### THE TASK
Report each line of the records below that contains the word "tree".

>> START MATERIAL SUPPLIED

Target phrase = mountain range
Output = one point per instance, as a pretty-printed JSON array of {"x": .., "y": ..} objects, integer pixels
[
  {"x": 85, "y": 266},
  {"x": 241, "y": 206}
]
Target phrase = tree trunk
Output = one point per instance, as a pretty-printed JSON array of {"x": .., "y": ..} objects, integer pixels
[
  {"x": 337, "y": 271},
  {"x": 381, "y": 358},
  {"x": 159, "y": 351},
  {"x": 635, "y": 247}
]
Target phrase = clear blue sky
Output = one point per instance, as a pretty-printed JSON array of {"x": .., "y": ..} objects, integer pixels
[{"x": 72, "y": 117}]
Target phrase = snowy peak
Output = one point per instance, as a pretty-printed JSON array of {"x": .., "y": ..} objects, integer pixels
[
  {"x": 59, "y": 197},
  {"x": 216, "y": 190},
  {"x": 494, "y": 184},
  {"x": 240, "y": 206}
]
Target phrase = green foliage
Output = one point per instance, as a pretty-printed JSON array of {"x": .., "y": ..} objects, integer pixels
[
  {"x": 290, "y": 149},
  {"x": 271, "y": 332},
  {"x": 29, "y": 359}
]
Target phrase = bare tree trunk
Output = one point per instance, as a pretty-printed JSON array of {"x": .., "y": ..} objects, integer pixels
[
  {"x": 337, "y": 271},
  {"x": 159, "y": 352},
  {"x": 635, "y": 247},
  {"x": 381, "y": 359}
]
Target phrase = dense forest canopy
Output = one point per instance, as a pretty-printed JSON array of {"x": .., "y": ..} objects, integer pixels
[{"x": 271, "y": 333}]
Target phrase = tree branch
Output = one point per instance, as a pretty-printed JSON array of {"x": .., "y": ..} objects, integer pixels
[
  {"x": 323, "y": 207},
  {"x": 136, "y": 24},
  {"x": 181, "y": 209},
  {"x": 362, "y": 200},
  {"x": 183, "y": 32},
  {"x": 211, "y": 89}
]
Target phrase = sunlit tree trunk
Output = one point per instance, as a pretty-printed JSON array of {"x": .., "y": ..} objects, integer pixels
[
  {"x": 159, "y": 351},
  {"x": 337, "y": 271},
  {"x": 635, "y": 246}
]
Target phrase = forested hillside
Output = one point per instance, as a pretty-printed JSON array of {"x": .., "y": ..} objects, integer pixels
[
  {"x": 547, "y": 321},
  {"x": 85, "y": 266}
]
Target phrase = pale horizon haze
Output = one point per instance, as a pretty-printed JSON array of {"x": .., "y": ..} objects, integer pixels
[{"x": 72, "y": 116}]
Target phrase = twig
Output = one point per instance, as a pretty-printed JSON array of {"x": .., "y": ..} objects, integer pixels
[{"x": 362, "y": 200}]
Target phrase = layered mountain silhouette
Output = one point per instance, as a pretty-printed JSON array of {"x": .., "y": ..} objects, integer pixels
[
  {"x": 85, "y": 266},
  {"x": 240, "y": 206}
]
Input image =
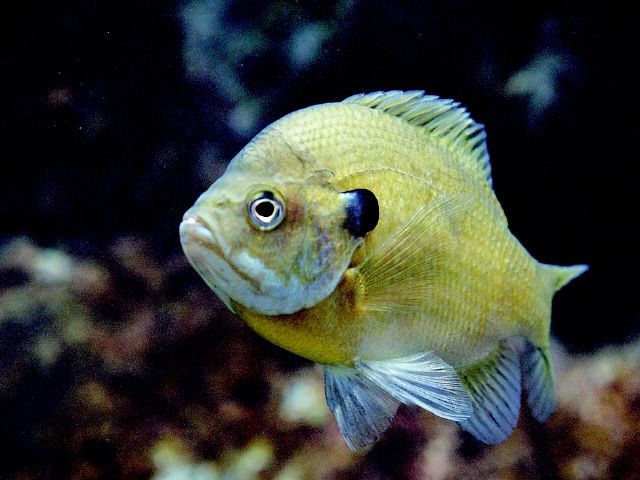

>> END MATERIAL SUPPLIED

### SOLUTION FOR THIS EXERCISE
Target phrase = tree trunk
Target phrase = bare tree trunk
Target phrase = tree branch
Target phrase = sunlit tree trunk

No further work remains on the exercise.